He reached out to me about a month after this fall semester started. I found out through friends he was asking about me & wanted to say hello & talk to me, which I thought was sweet but I didn’t understand why it took him so long to reach out. So we met up & talked about what happened, he apologized, & I apologized for some of my actions as well. He told me that he liked me (which he didn’t tell me when we we’re together). He mentioned getting to know each other again & I told him what I was looking for. To spend time together, have fun, & to see where things go. I made it very clear that i wasn’t not interested in a hookup, or sex without monogamy bc i just can’t do that. But if that’s what he wants that’s fine but I’m not getting involved & if we decide we both want a relationship out of this we would take it from there. He was down for that. So we tried & things were going well up until like the second week in when he started saying things to me that were red flags. He was saying how he’s attracted to me physically but not emotionally & he wasn’t about the feelings or anything & how he thought I was more into him then he was into me. I was really annoyed & frustrated with that & it bothered me so much. He would bring up how he wanted to be intimate (like have sex) but i would tell him how could i be intimate with you when i don’t even know how you feel after you just said you’re only about the physicality’s of this no emotion. Things went downhill after that.

> [STORED DATA]:
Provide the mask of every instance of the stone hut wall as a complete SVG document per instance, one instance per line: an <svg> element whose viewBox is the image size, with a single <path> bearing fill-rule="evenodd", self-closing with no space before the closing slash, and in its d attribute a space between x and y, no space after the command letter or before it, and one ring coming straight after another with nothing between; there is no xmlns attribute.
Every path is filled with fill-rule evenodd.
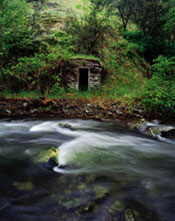
<svg viewBox="0 0 175 221"><path fill-rule="evenodd" d="M60 72L63 76L63 84L65 87L79 90L79 76L81 68L88 69L88 89L98 89L101 85L101 64L97 60L84 59L72 59L69 62L62 63Z"/></svg>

> [INSTRUCTION]:
Answer these questions about the account of the renewed relationship:
1. How long after the fall semester started did he reach out?
2. What did the writer say they were looking for?
3. At about what point did he start saying things that were red flags?
The material plays no part in what comes next.

> [WRITTEN SOLUTION]:
1. About a month after it started.
2. To spend time together, have fun, and see where things go.
3. Around the second week in.